## [WHAT YOU ARE ASKED TO DO]
To complete the exercise, write out all the data exactly.

TASK DATA Start Marker

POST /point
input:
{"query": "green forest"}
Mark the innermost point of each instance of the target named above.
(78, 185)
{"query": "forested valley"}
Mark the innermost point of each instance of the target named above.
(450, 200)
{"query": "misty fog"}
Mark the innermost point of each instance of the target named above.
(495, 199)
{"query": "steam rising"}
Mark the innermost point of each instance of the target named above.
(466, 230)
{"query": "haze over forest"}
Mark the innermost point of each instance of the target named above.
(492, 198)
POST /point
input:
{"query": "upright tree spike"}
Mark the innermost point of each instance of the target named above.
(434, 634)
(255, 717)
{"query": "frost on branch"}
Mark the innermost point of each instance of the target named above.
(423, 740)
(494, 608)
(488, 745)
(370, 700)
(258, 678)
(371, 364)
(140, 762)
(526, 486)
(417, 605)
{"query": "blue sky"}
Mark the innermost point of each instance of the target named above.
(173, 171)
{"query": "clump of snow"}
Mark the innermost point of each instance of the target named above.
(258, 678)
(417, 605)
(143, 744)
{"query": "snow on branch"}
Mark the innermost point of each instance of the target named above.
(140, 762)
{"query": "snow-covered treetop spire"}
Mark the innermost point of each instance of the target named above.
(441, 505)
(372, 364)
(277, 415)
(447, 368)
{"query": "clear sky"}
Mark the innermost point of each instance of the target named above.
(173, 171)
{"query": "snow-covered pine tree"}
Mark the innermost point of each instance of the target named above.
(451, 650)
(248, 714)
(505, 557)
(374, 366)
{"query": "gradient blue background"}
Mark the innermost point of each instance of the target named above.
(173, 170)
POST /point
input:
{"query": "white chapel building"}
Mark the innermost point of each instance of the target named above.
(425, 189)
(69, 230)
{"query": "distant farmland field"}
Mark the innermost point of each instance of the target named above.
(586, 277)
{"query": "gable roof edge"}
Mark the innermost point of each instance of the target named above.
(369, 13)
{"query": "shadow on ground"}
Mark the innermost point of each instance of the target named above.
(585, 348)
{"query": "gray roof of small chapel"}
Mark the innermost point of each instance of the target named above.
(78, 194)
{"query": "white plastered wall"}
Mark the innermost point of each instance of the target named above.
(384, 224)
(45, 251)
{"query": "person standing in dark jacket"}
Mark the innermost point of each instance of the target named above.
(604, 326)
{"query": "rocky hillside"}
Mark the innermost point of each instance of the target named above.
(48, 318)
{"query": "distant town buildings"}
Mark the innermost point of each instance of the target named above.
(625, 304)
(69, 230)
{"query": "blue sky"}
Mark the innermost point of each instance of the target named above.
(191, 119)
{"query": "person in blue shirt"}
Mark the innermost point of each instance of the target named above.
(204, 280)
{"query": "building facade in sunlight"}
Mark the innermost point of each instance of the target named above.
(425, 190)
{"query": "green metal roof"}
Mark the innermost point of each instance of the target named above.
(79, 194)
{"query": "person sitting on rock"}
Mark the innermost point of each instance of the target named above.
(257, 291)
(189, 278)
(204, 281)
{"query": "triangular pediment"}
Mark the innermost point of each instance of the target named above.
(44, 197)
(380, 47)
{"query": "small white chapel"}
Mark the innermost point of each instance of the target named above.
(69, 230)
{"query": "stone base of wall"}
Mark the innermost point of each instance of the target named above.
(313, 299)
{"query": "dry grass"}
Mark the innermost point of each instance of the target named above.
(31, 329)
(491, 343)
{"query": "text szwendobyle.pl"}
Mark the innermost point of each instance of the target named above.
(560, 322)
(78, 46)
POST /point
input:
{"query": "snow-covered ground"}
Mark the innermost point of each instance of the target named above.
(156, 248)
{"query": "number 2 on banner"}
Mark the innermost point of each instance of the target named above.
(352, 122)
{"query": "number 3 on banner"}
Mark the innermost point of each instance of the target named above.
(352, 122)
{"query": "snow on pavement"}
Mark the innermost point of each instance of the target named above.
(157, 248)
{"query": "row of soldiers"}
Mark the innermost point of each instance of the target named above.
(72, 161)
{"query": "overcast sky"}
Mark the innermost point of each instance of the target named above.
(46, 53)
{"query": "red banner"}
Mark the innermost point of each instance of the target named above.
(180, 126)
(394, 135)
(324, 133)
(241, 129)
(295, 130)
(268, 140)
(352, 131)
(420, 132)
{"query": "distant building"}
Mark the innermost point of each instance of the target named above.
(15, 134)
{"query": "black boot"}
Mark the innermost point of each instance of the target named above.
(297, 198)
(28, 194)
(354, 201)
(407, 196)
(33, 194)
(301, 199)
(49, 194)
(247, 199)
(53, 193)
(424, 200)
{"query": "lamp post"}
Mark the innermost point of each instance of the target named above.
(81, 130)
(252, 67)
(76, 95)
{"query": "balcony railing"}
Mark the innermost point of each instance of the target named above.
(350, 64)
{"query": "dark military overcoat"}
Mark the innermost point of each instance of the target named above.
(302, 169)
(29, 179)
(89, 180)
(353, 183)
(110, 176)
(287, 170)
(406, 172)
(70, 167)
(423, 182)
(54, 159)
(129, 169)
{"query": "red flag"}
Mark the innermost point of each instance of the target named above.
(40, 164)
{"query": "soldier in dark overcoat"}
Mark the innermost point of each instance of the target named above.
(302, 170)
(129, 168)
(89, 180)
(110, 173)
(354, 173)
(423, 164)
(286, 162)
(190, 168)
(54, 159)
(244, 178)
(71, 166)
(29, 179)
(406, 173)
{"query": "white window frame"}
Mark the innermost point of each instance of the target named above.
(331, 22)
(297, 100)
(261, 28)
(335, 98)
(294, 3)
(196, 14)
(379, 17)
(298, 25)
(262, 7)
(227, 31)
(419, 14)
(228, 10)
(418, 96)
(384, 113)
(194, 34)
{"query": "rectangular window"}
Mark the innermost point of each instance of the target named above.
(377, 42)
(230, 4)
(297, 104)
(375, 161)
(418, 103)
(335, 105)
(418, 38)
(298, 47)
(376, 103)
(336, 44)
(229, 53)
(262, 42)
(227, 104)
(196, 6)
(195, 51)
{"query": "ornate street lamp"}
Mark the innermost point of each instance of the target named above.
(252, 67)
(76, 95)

TASK DATA End Marker

## [RESPONSE TO THE TASK]
POST /point
input:
{"query": "green forest"}
Mark the innermost point of each instance of the target named above.
(78, 185)
{"query": "forested valley"}
Mark the innermost point of each instance of the target named above.
(450, 200)
{"query": "misty fog"}
Mark the innermost point of each instance of the target named above.
(495, 199)
{"query": "steam rising"}
Mark the innermost point of each instance of the target named above.
(466, 230)
{"query": "haze over forest"}
Mark the innermost point of each instance of the target named above.
(492, 198)
POST /point
input:
{"query": "upright tree spike"}
Mark the innermost point of each instance of the target named above.
(434, 634)
(255, 717)
{"query": "frost on branch"}
Mark the innermost point of each instance of the target named above.
(423, 740)
(494, 608)
(488, 745)
(370, 700)
(258, 678)
(371, 364)
(140, 762)
(526, 486)
(417, 605)
{"query": "blue sky"}
Mark the innermost point of each instance of the target named above.
(173, 171)
{"query": "clump of snow"}
Mark the innermost point of each instance of the target named above.
(258, 678)
(417, 605)
(143, 744)
{"query": "snow on branch"}
Mark the innermost point of each instance of the target named above.
(140, 762)
{"query": "snow-covered treetop spire"}
Mark the innermost point of each instance of the target named above.
(441, 505)
(372, 364)
(277, 415)
(447, 368)
{"query": "clear sky"}
Mark the innermost point of each instance of the target named above.
(173, 171)
{"query": "snow-covered pine tree"}
Mark the innermost point of each instance of the target named above.
(451, 650)
(248, 714)
(505, 557)
(374, 366)
{"query": "gradient blue background"}
Mark the innermost point of each instance of the target named above.
(173, 170)
POST /point
input:
{"query": "white chapel building"}
Mark the innermost point of each instance of the target named above.
(425, 189)
(69, 230)
{"query": "distant farmland field"}
Mark the innermost point of each instance of the target named above.
(586, 277)
{"query": "gable roof edge"}
Mark the innermost point of each instance of the target named above.
(369, 13)
{"query": "shadow on ground"}
Mark the innermost point of each instance of the target named above.
(585, 348)
{"query": "gray roof of small chapel"}
Mark the innermost point of each instance of the target named above.
(78, 194)
{"query": "white plastered wall"}
Mark the innermost point of each instance of the target named above.
(384, 224)
(45, 251)
{"query": "person standing in dark jacket"}
Mark the innermost point of each instance of the target named above.
(604, 326)
{"query": "rocky hillside"}
Mark the innermost point of each instance of the target named above.
(48, 318)
{"query": "distant town buildings"}
Mark the innermost point of each instance of the target named above.
(625, 304)
(69, 230)
{"query": "blue sky"}
Mark the innermost point of each instance of the target named above.
(191, 119)
{"query": "person in blue shirt"}
Mark the innermost point of each instance of the target named above.
(204, 280)
{"query": "building facade in sunlight"}
Mark the innermost point of each instance of the target named above.
(425, 190)
{"query": "green metal roof"}
Mark the innermost point of each instance of the target named above.
(79, 194)
{"query": "person sitting on rock"}
Mark the innermost point of each instance of the target named above.
(257, 291)
(189, 278)
(204, 281)
{"query": "triangular pediment"}
Mark the innermost point of each instance of the target named above.
(44, 197)
(380, 47)
{"query": "small white chapel"}
Mark the innermost point of each instance of the target named above.
(69, 230)
{"query": "stone base of wall"}
Mark the innermost point of each instance of the target named above.
(313, 299)
{"query": "dry grass"}
Mark the innermost point of each instance of the target named above.
(31, 329)
(491, 343)
{"query": "text szwendobyle.pl"}
Mark the innermost point of each instance of the target named above.
(560, 322)
(78, 46)
POST /point
input:
{"query": "snow-covered ground"}
Mark the innermost point of each instance of the target named above.
(156, 248)
{"query": "number 2 on banner"}
Mark the innermost point of each instance of the target named above.
(352, 122)
{"query": "number 3 on banner"}
Mark the innermost point of each instance of the target named above.
(352, 122)
{"query": "snow on pavement"}
Mark the innermost point of each instance of the target named above.
(157, 248)
{"query": "row of soldiers"}
Mark the innermost point of each instance of the target named above.
(72, 161)
{"query": "overcast sky"}
Mark the innermost point of each instance of the target named above.
(46, 53)
{"query": "red banner"}
Mark the innermost point of each instance of the target named above.
(180, 126)
(394, 135)
(324, 133)
(241, 129)
(295, 130)
(268, 140)
(352, 131)
(420, 132)
{"query": "distant building"}
Mark the innermost point of each instance of the target named above.
(15, 134)
{"query": "black boot"}
Mark the innermost point of each instance of the target named above.
(297, 198)
(28, 194)
(354, 201)
(407, 196)
(33, 194)
(301, 199)
(49, 194)
(247, 199)
(53, 193)
(424, 200)
{"query": "lamp post"}
Mark the innermost point of each instance of the target named above.
(81, 130)
(252, 67)
(76, 95)
{"query": "balcony railing"}
Mark the innermost point of each instance of the target named above.
(350, 64)
{"query": "dark military overcoat"}
Mark the innermost point of each instance of the target named above.
(302, 169)
(29, 179)
(89, 180)
(353, 183)
(110, 176)
(287, 170)
(406, 172)
(70, 167)
(423, 182)
(54, 159)
(129, 169)
{"query": "red flag"}
Mark the innermost point of each instance of the target named above.
(40, 164)
{"query": "soldier in dark overcoat"}
Mark the innermost point of each instance of the target named above.
(302, 170)
(129, 168)
(89, 180)
(110, 173)
(354, 173)
(423, 164)
(286, 162)
(190, 168)
(54, 159)
(244, 178)
(71, 166)
(29, 179)
(406, 173)
{"query": "white window frame"}
Mark the innermost point of each instance of the target named above.
(331, 22)
(297, 100)
(261, 28)
(335, 98)
(294, 3)
(196, 14)
(379, 17)
(298, 25)
(262, 7)
(227, 31)
(419, 14)
(228, 10)
(418, 96)
(384, 113)
(194, 34)
{"query": "rectangular window"}
Mark the innermost point of each instance of the target named above.
(377, 42)
(230, 4)
(297, 104)
(375, 161)
(418, 103)
(335, 105)
(418, 38)
(298, 47)
(376, 103)
(336, 44)
(229, 53)
(262, 42)
(227, 104)
(196, 6)
(195, 51)
{"query": "ornate street lamp"}
Mark the innermost point of each instance of the target named above.
(252, 67)
(76, 95)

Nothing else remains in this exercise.